* [Work to do]: Print each of the following entries line for line, with no changes.
::: Data provided :::
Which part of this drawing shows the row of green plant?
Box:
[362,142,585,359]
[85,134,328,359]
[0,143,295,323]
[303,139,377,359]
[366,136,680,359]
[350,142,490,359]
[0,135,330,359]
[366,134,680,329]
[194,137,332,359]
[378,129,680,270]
:::
* [Correct output]:
Which part of this drawing shows the row of green plant?
Box:
[362,142,585,359]
[85,134,328,359]
[0,143,295,323]
[303,139,377,359]
[366,136,680,359]
[350,142,490,359]
[0,135,330,359]
[366,134,680,329]
[194,137,332,359]
[378,129,680,270]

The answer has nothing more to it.